Excerpted passage:
━━━━━━━━━━━━━━━━

19. Section 3.01 (Servicer to Service) is hereby amended by adding the
following sentences after the second sentence of the second paragraph:
Notwithstanding anything to the contrary in this Agreement, the
Servicer shall not make or permit any modification, waiver or
amendment of any term of any Mortgage Loan that would cause the
REMIC or trust fund created under the Trust Agreement to fail to
qualify as a REMIC or result in the imposition of any tax under
Section 860F(a) or Section 860G(d) of the Code. Promptly after the
execution of any assumption, modification, consolidation or
extension of any Mortgage Loan, the Servicer shall forward to the
Master Servicer copies of any documents evidencing such assumption,
modification, consolidation or extension.
20. Section 3.06 (Establishment of and Deposits to Escrow Account) is hereby
amended by changing the words "Bank of America, N.A. in trust for Centre
Capital Group, Inc., owner of Fixed and Adjustable Rate Mortgage Loans"
appearing in the fourth and fifth lines of the first paragraph thereof to
"Bank of America, N.A. in trust for the SASCO 2001-8A Trust Fund."
21. Section 4.02 (Statements to Owner) is hereby amended and restated by
substituting the following paragraph (a) to such Section to read as
follows:
(a) Not later than the Remittance Date, the Servicer shall
furnish to the Owner a monthly statement (a "Monthly Remittance
Advice") containing such information in the form of FNMA form 2010
or other such form as shall be required by FNMA Guides or by the
Owner in hard copy or electronic medium mutually acceptable to the
parties as to the accompanying remittance and the previous calendar
month.
22. Section 4.02 (Statements to Owner) is hereby amended by designating the
last paragraph of such section as paragraph (c).
23. Section 4.03 (Monthly Advances by Servicer) is hereby amended by adding
the following new sentence immediately following the first sentence of
such section:
Any amounts held for future distribution and so used to make
Monthly Advances shall be replaced by the Servicer by deposit in the
Custodial Account on or before any future Remittance Date if funds
in the Custodial Account on such Remittance Date shall be less than
payments to the Trust Fund required to be made on such Remittance
Date.
24. Section 5.01 (Servicing Compensation) is hereby amended by adding the
following sentences at the end of such Section:
The aggregate of the Servicing Fees payable to the Servicer for
any month with respect to the Mortgage Loans shall be reduced by any
Prepayment Interest Shortfall Amount with respect to such month.
The Servicer shall be required to pay all expenses incurred by
it in connection with its servicing activities hereunder and shall
not be entitled to reimbursement thereof except as specifically
provided for herein, provided that aggregate Prepayment Interest
Shortfall Amounts for such month shall not exceed the aggregate
Servicing Fees of that month.
25. Section 5.06 (Annual Independent Public Accountants Servicing Report) is
hereby amended and restated in its entirety to read as follows:
Section 5.06 Annual Audit Report.

━━━━━━━━━━━━━━━━

Given information:
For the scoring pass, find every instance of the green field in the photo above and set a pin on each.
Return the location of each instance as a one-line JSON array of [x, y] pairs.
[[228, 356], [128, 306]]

━━━━━━━━━━━━━━━━

Requirement:
Return, word for word, the part of the servicing agreement amendments that opens with the words containing "25. Section 5.06" and closes with "Annual Audit Report.".

Exercise result:
25. Section 5.06 (Annual Independent Public Accountants Servicing Report) is
hereby amended and restated in its entirety to read as follows:
Section 5.06 Annual Audit Report.